**Task to carry out:** Take every line from the data that has the word "wildflower" in it.

----------------------------------------

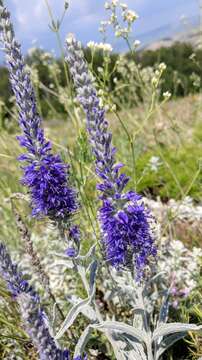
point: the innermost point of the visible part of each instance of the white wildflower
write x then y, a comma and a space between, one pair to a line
162, 67
167, 95
154, 163
107, 6
136, 44
124, 6
130, 16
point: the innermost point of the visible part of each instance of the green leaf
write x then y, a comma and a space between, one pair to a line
83, 340
70, 318
168, 342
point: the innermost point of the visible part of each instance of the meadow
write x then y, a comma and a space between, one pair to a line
88, 305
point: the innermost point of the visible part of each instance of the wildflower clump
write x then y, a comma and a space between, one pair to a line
33, 315
45, 174
124, 221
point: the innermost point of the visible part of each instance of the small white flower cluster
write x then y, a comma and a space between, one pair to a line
167, 95
154, 163
158, 74
186, 210
100, 46
181, 267
180, 210
127, 16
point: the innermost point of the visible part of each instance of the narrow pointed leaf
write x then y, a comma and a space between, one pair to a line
167, 329
83, 340
72, 315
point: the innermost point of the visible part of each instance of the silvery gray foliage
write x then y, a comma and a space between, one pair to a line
140, 338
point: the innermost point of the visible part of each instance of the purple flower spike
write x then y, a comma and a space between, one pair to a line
45, 174
125, 223
32, 312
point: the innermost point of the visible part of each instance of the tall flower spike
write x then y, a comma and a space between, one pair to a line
35, 322
45, 174
125, 223
32, 313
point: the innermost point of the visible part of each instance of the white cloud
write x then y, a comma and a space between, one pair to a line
32, 16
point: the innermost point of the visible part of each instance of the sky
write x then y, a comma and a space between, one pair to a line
32, 21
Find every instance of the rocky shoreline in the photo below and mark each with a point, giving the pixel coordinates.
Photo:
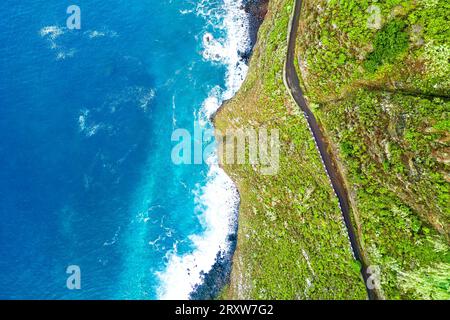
(219, 275)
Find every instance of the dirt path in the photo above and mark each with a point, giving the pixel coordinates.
(293, 85)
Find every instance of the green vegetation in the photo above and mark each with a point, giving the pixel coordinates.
(386, 110)
(292, 242)
(379, 86)
(393, 155)
(389, 43)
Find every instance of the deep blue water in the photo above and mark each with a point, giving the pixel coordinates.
(86, 118)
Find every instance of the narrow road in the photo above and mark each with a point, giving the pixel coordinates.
(293, 85)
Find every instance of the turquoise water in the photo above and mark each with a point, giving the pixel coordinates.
(86, 118)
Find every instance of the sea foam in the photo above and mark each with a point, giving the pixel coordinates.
(217, 202)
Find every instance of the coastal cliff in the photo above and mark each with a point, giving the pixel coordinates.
(386, 118)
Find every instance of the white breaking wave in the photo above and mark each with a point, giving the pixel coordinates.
(218, 200)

----------------------------------------

**Response to this task:**
point: the innermost point of the visible part of each instance of the white wildflower
point: the innermost point of the visible part of each instance of the wildflower clump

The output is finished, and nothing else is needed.